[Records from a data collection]
— start —
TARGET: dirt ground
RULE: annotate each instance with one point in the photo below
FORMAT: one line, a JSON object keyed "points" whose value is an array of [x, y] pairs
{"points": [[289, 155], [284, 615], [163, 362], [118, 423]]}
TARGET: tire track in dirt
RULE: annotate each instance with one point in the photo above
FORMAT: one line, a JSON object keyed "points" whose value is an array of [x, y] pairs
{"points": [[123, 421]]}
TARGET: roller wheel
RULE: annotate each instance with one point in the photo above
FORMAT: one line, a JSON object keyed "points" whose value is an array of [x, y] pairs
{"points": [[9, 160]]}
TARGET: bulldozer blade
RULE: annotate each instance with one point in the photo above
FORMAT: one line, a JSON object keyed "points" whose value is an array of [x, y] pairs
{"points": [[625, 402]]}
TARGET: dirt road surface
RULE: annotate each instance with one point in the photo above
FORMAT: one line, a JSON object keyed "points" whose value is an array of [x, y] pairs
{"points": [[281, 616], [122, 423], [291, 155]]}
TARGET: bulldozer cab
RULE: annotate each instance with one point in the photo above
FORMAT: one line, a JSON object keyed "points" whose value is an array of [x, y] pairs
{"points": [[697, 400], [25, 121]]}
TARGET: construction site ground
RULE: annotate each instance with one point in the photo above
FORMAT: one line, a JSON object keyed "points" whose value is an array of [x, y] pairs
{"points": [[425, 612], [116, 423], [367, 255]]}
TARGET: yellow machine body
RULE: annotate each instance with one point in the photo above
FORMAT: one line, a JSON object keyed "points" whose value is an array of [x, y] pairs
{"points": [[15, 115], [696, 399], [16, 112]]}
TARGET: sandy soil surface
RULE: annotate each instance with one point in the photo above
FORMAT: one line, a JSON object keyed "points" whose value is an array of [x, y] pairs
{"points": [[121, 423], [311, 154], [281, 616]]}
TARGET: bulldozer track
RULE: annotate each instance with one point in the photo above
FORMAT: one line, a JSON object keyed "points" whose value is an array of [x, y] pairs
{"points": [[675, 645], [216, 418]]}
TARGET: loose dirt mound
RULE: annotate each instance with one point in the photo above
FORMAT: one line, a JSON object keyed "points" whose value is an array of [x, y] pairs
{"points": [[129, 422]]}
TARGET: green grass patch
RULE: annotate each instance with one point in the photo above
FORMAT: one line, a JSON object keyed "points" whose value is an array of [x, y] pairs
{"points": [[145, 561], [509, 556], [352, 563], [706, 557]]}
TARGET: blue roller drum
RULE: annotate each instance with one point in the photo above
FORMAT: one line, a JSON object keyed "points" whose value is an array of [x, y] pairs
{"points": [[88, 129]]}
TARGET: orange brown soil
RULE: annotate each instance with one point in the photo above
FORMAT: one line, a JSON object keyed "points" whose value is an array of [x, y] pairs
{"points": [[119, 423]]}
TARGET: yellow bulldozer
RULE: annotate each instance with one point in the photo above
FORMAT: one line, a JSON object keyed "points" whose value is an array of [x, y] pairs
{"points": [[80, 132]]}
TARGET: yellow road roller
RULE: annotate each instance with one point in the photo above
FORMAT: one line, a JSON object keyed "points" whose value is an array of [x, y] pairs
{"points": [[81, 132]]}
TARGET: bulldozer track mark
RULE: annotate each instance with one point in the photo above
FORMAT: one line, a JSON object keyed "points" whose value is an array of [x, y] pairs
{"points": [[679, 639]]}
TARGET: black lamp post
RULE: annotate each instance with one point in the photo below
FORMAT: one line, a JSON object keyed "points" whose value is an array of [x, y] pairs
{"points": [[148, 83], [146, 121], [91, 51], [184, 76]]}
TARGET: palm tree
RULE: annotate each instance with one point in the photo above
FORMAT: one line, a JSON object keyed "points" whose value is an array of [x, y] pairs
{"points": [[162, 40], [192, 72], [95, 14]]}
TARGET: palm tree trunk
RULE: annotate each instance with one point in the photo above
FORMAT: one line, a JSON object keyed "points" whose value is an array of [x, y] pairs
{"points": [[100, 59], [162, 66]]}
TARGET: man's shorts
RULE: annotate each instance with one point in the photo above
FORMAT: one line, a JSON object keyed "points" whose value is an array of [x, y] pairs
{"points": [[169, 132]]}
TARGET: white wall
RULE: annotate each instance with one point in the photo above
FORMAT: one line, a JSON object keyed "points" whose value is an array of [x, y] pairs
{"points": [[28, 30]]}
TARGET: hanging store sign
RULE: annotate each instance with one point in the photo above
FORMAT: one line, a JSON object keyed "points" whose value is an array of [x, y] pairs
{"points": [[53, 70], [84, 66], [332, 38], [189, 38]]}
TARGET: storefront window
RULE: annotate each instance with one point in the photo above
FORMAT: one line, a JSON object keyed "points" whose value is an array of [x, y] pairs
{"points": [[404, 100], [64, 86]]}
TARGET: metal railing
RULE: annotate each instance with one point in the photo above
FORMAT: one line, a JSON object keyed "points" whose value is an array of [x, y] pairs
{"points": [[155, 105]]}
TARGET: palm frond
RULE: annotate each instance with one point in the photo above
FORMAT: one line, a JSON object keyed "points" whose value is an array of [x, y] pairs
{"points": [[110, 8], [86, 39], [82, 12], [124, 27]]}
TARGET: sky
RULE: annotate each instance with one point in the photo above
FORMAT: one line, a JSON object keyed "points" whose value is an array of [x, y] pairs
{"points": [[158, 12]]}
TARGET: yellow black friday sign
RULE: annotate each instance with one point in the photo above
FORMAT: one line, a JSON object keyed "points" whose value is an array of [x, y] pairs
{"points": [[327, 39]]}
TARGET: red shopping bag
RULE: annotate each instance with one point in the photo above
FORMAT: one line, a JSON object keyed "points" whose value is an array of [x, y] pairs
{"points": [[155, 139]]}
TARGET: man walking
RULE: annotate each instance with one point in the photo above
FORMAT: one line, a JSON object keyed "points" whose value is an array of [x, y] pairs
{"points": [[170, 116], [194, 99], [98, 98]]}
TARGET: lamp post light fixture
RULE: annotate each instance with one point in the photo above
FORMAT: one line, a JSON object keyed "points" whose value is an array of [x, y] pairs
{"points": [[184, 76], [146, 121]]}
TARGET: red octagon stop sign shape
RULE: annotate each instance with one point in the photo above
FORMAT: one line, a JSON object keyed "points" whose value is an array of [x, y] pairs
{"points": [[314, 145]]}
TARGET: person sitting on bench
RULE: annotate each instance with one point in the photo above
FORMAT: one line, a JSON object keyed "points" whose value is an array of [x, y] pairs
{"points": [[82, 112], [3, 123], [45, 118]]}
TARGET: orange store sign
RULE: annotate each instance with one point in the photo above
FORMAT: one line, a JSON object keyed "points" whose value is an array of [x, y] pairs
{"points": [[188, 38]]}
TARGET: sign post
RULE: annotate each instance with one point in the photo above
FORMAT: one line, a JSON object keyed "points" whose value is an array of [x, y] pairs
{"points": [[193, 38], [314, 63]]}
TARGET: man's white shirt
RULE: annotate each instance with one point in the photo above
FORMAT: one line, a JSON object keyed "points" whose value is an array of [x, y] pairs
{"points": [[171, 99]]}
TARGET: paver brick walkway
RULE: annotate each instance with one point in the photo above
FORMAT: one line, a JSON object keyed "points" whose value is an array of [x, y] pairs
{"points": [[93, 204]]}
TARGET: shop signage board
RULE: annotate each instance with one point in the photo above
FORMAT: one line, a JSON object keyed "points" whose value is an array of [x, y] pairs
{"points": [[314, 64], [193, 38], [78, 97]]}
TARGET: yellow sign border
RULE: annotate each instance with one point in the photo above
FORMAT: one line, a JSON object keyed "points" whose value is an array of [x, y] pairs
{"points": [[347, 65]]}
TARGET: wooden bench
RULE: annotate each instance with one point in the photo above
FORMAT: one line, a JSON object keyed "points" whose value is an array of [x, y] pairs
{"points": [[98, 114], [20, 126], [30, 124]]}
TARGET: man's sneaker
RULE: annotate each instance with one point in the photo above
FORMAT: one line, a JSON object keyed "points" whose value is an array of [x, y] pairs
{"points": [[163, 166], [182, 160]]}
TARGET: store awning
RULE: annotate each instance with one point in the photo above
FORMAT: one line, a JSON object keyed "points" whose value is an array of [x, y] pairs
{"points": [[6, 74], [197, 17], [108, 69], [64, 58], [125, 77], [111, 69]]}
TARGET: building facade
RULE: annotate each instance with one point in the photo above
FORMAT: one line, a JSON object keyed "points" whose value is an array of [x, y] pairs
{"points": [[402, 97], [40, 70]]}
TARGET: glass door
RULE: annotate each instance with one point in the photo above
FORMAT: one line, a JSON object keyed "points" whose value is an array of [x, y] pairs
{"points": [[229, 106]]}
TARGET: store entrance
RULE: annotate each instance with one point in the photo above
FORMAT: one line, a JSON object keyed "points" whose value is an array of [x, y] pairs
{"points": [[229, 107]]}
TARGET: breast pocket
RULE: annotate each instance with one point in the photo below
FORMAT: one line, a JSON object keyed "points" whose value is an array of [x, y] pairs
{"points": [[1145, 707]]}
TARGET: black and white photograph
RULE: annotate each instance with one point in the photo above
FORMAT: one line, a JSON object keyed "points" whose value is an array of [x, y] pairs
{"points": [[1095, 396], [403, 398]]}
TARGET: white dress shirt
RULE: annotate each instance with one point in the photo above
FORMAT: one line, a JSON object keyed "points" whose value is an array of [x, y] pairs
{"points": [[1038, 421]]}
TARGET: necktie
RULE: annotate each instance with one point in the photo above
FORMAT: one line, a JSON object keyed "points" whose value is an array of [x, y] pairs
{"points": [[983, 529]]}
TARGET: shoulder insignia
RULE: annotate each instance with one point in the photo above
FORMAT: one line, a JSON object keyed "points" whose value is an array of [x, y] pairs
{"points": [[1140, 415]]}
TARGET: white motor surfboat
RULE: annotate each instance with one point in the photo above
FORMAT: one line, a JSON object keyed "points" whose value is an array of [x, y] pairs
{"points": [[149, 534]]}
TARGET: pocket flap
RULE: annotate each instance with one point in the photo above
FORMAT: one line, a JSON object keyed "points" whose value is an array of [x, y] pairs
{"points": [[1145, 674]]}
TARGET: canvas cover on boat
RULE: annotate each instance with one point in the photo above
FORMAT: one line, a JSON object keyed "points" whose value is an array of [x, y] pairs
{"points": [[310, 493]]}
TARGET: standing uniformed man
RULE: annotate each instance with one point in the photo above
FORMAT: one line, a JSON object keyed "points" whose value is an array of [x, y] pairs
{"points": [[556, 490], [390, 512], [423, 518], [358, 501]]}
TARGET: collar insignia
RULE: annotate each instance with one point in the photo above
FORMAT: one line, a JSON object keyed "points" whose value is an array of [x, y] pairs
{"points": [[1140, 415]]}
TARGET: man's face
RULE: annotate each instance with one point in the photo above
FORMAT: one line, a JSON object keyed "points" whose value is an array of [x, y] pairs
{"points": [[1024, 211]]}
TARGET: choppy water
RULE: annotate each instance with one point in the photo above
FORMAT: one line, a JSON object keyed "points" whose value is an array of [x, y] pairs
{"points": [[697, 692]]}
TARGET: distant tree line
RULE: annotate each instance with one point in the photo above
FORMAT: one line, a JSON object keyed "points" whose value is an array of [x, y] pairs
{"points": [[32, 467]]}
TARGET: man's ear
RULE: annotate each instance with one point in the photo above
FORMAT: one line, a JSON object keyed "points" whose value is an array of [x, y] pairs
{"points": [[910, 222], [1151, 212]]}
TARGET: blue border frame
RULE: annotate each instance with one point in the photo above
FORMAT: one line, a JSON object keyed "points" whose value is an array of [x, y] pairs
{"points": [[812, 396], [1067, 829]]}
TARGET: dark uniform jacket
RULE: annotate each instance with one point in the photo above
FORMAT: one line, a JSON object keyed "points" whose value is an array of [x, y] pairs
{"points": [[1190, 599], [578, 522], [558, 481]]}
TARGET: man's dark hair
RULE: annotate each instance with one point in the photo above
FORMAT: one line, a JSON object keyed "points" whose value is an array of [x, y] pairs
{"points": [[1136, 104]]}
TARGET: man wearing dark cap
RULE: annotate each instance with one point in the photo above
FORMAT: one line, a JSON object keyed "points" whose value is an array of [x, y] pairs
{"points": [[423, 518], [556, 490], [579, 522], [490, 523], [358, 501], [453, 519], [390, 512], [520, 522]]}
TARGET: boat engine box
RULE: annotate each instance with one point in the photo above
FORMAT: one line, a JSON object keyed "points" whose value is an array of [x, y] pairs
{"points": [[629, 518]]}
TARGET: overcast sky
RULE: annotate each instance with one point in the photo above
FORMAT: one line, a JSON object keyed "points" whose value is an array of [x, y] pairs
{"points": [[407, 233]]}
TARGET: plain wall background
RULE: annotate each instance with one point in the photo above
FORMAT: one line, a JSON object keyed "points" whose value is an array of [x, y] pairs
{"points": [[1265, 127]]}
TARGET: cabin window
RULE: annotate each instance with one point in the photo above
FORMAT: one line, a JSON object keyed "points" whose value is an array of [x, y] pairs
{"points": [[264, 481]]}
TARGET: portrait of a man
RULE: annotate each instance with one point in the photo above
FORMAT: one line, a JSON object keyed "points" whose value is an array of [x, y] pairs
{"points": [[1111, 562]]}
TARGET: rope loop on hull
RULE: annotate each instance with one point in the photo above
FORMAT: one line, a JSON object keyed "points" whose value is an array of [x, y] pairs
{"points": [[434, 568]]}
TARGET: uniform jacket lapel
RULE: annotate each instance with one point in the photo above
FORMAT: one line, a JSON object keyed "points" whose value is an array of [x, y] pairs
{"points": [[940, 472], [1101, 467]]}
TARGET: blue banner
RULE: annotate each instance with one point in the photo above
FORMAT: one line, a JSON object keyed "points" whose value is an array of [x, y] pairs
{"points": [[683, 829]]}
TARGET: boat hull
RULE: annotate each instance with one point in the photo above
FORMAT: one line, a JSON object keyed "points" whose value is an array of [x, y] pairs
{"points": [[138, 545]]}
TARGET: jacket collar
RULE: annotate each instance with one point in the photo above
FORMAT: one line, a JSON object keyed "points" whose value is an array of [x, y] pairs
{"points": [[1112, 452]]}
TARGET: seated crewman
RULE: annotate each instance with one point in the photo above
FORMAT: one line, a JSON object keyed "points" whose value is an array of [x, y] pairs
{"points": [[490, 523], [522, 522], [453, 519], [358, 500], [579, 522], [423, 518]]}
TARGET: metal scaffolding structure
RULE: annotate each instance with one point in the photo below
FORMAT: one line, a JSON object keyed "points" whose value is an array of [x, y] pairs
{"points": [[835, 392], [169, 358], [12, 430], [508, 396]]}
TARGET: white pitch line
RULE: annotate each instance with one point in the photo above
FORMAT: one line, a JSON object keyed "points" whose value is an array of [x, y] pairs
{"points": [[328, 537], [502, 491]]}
— end —
• [EXERCISE DIRECTIONS]: Starting at the line that has "TARGET: seated crewman" and continuing through the end of the material, give that stretch again with "pitch" changed to "field" and everything else left the same.

• [TASK OUTPUT]:
TARGET: seated crewman
RULE: annotate each instance with one point in the photo above
FORMAT: one line, a JSON object keyed "points" whose value is an array of [x, y] pairs
{"points": [[490, 523], [522, 522], [453, 519], [358, 500], [579, 522], [423, 518]]}
TARGET: metal scaffolding structure
RULE: annotate each instance with one point in the photo below
FORMAT: one line, a JSON object keyed "points" whose value is an array of [x, y] pairs
{"points": [[835, 392], [169, 358], [12, 430], [508, 396]]}
TARGET: white field line
RULE: annotate each instance with one point in the photo above
FORMAT: one line, a JSON object keyed "points" whose value is an array of [x, y] pairs
{"points": [[328, 537], [502, 491]]}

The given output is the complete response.